▸ **Exercise instructions**: The records below must be returned in full and unaltered.

▸ **Data excerpts**:
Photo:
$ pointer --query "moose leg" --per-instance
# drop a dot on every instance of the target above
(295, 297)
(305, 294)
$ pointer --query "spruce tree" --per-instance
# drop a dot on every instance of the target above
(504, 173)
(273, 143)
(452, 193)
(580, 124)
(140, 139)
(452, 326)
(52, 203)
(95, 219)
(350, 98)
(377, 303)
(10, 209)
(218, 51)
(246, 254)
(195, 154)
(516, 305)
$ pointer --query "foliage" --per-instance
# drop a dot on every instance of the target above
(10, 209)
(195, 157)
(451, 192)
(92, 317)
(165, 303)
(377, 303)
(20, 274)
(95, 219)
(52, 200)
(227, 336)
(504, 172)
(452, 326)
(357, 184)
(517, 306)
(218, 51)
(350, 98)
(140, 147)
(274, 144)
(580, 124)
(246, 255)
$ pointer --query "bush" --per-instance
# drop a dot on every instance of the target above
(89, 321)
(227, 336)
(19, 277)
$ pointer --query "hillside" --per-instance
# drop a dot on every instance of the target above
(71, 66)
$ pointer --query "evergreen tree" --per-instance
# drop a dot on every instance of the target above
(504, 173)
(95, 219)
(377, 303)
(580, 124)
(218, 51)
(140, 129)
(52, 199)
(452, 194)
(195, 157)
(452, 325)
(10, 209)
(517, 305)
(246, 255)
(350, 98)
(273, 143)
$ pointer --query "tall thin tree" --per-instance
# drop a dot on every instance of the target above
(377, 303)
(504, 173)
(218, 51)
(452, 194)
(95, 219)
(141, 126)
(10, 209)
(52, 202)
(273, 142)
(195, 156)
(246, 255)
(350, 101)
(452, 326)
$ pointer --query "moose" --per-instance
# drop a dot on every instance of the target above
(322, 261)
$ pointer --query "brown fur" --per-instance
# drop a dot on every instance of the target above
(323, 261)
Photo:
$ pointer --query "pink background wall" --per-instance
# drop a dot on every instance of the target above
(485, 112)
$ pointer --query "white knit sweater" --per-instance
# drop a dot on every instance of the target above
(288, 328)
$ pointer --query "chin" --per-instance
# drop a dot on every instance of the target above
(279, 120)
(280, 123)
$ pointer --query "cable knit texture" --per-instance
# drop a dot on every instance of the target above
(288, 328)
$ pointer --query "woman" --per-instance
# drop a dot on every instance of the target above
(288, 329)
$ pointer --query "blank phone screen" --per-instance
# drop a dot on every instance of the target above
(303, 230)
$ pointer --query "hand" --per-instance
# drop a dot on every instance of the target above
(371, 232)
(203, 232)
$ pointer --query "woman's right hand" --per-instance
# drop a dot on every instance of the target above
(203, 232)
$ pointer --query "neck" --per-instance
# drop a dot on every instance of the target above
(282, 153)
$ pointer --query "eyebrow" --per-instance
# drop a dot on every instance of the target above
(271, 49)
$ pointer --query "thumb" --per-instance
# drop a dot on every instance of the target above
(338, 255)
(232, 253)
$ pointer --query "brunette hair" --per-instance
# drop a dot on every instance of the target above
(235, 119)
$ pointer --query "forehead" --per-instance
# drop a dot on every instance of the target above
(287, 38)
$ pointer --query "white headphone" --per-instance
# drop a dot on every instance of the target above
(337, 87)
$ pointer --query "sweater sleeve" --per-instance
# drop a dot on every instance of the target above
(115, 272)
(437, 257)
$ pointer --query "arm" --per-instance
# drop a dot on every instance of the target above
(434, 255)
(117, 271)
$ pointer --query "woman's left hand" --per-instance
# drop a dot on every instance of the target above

▸ **Completed task**:
Photo:
$ pointer --query "moose leg" --per-instance
# drop a dot on every instance of the target above
(295, 297)
(305, 294)
$ pointer --query "spruce tree" --per-instance
# drop a dot on every instance of the target above
(504, 173)
(273, 143)
(452, 193)
(580, 124)
(140, 139)
(452, 326)
(52, 203)
(95, 219)
(350, 98)
(377, 303)
(10, 209)
(218, 51)
(246, 254)
(195, 154)
(516, 305)
$ pointer --query "foliage" --per-instance
# drop a dot on every instance of the target above
(10, 209)
(195, 157)
(451, 192)
(92, 317)
(165, 303)
(377, 303)
(20, 274)
(95, 219)
(52, 200)
(227, 336)
(504, 172)
(452, 326)
(357, 184)
(517, 306)
(218, 51)
(350, 98)
(140, 147)
(274, 144)
(580, 124)
(246, 255)
$ pointer --query "bush" --per-instance
# drop a dot on every instance of the target above
(89, 321)
(227, 336)
(19, 277)
$ pointer --query "hillside" --per-instance
# drop a dot on every instance of the target above
(71, 66)
$ pointer --query "evergreen tree" --per-instance
# drop a dot on every instance of the target above
(504, 173)
(95, 219)
(377, 303)
(580, 124)
(218, 51)
(140, 129)
(52, 199)
(452, 194)
(195, 157)
(452, 325)
(10, 209)
(517, 305)
(246, 255)
(350, 98)
(273, 143)
$ pointer --query "tall thin tree" --per-instance
# drop a dot on every instance of the target above
(377, 303)
(504, 173)
(218, 51)
(452, 194)
(95, 219)
(141, 126)
(10, 209)
(52, 202)
(273, 142)
(195, 156)
(246, 255)
(350, 101)
(452, 326)
$ pointer --query "moose" --per-instance
# drop a dot on every instance of the target above
(322, 261)
$ pointer --query "brown fur" --per-instance
# drop a dot on every instance of the target above
(323, 261)
Photo:
$ pointer --query "pink background wall" --per-instance
# drop a dot on every instance of the target above
(485, 112)
$ pointer --query "white knit sweater" --per-instance
# drop a dot on every instance of the target above
(288, 328)
$ pointer --query "chin" --per-instance
# drop a dot on every instance of the target above
(279, 120)
(280, 123)
$ pointer --query "cable knit texture" --per-instance
# drop a dot on every instance of the target above
(288, 328)
$ pointer --query "woman" --per-instance
# drop a dot on every instance of the target above
(288, 329)
$ pointer --query "blank phone screen" --per-instance
# drop a dot on every instance of the target above
(303, 230)
$ pointer --query "hand" --per-instance
# drop a dot on every instance of the target above
(371, 232)
(203, 232)
$ pointer --query "woman's right hand" --per-instance
# drop a dot on every instance of the target above
(203, 232)
$ pointer --query "neck" --per-instance
# drop a dot on every instance of the target above
(282, 153)
$ pointer --query "eyebrow" --per-instance
# drop a dot on every instance of the target above
(271, 49)
$ pointer --query "thumb" --per-instance
# drop a dot on every instance of the target above
(338, 255)
(232, 253)
$ pointer --query "brunette hair" --per-instance
# drop a dot on every instance of the target above
(235, 119)
$ pointer --query "forehead" --per-instance
# drop a dot on every instance of the target above
(287, 38)
$ pointer --query "white headphone" --per-instance
# drop a dot on every instance of the target above
(337, 87)
$ pointer --query "sweater sleeve" --per-instance
# drop a dot on every instance of the target above
(115, 272)
(437, 257)
$ pointer --query "arm" --per-instance
# drop a dot on every instance of the target above
(434, 255)
(117, 271)
$ pointer --query "woman's left hand" --per-instance
# drop a dot on every instance of the target above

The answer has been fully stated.